(Exercise prompt): Could you recast the lines from the start of the records through the line holding "643 653 697 670", both included, as a numbered list, with blank lines left out? Leave the pictures out of your answer.

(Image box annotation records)
++++

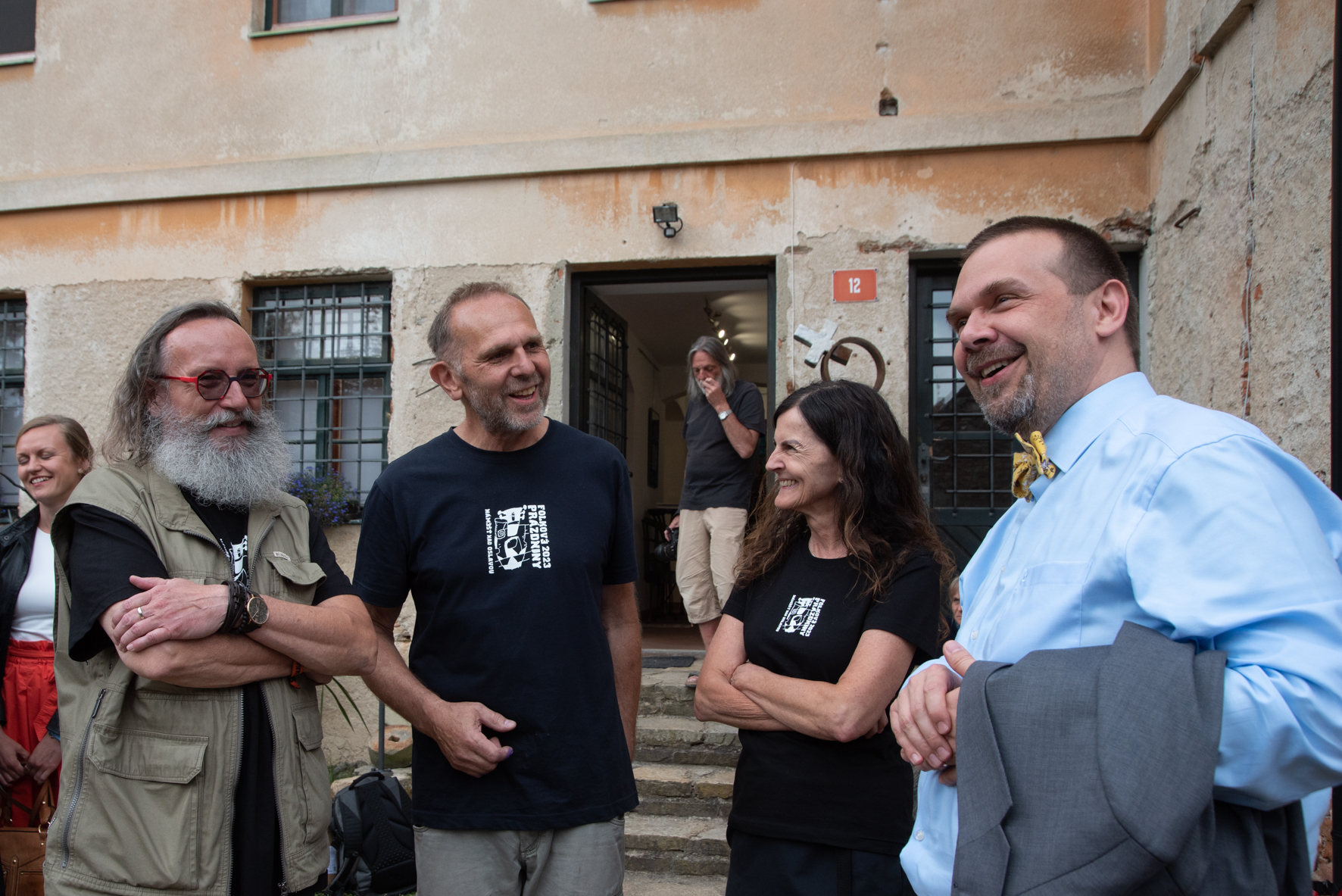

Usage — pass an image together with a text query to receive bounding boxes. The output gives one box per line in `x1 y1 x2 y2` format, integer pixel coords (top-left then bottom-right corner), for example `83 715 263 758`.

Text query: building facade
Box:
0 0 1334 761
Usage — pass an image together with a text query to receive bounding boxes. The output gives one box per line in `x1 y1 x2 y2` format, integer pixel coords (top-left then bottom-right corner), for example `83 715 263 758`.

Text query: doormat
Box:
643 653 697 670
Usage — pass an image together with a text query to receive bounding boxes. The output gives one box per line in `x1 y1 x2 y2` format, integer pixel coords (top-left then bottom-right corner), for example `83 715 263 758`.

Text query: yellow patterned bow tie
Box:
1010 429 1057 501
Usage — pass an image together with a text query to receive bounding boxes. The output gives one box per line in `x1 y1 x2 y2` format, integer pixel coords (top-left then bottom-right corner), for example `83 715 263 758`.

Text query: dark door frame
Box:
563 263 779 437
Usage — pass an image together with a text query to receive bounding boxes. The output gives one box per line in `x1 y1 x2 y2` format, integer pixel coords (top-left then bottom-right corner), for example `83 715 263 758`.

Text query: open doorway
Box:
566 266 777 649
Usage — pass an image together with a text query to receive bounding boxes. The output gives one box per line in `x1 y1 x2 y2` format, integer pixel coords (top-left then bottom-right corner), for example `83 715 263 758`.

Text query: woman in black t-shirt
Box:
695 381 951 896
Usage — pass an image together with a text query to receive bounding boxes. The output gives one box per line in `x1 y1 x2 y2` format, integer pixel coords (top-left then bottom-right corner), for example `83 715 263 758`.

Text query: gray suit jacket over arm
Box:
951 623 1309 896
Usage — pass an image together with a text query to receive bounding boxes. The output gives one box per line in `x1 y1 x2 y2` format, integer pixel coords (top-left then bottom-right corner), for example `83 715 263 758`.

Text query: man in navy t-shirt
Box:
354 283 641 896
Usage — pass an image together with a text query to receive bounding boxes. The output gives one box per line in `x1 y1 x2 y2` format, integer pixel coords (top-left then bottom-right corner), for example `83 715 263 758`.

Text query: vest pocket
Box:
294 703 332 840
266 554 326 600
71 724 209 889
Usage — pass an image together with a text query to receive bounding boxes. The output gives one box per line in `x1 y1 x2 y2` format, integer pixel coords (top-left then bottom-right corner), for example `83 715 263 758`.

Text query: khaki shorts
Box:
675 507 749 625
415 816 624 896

++++

(The output):
1. Usage — pass an image together with a text query to receive bounding boxes. The output gives one box per line in `x1 y1 x2 y2` format, integer pixel coords (top-left then bottom-right corner), for example `83 715 263 758`.
2. Text query: building facade
3. Box:
4. 0 0 1334 761
5. Usage — pass an image together with a text query to receive bounding boxes. The output gives one box per line in `x1 y1 x2 y2` format, integer pixel coords (top-left then bottom-right corner), for example `83 715 263 758`.
6. Text query: doormat
7. Box:
8. 643 653 697 670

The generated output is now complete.